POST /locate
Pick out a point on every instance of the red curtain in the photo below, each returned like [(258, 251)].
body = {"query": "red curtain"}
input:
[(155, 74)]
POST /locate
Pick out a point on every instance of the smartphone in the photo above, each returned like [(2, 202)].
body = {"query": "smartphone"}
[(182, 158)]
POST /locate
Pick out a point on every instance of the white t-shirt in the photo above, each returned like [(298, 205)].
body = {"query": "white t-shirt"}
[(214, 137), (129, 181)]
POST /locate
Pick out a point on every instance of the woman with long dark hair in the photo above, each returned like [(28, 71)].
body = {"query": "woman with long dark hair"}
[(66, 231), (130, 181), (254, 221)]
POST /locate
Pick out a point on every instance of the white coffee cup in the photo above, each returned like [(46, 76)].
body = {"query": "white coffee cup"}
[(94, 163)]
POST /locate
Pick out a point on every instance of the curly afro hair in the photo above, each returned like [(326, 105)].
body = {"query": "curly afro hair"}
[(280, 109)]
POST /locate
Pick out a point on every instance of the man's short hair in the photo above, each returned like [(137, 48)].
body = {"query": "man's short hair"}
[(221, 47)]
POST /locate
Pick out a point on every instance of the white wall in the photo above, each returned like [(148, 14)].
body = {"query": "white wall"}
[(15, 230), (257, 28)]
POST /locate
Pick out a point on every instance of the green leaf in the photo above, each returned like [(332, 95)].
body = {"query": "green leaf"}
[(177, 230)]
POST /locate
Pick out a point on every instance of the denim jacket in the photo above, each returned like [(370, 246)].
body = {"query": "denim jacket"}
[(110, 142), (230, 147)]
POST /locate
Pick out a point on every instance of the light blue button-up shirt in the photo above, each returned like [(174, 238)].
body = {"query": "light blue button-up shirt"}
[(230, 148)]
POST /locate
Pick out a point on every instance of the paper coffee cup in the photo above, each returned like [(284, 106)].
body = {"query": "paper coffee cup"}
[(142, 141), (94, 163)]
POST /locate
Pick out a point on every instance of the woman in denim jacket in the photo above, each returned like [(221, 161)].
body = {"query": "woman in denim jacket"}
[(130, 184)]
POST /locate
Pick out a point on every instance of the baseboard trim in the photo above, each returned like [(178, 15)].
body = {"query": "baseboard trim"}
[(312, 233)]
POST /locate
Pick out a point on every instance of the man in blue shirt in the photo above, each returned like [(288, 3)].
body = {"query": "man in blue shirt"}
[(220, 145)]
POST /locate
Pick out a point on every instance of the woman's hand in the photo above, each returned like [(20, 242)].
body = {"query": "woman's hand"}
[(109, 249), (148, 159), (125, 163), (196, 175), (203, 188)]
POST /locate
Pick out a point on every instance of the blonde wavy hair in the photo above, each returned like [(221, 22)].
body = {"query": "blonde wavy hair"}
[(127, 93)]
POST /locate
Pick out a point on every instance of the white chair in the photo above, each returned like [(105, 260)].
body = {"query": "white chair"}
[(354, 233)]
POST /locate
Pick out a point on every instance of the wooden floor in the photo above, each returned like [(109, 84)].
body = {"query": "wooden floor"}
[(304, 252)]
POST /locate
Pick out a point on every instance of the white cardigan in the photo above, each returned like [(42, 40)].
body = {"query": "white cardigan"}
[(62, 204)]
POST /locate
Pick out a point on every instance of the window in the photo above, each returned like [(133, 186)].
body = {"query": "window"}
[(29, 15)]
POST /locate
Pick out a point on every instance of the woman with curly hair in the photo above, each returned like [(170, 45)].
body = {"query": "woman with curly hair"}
◆ ◆ ◆ ◆ ◆ ◆ ◆
Pull out every line of the items above that contains the word "white", matching case exactly.

Pick out a point on every instance of the white t-shirt in the photo above, each returned like [(298, 205)].
body = {"query": "white t-shirt"}
Pick out a point on every instance of the white coffee cup in the photo above, each returned like [(46, 76)].
body = {"query": "white coffee cup"}
Pick out a point on every instance of the white wall in the photo above, each returned like [(148, 14)].
body = {"query": "white wall"}
Pick out a point on every instance of the white chair in the photo above, each returned like [(105, 260)].
body = {"query": "white chair"}
Pick out a point on every instance of the white cardigan in the photo above, each returned like [(42, 40)].
body = {"query": "white cardigan"}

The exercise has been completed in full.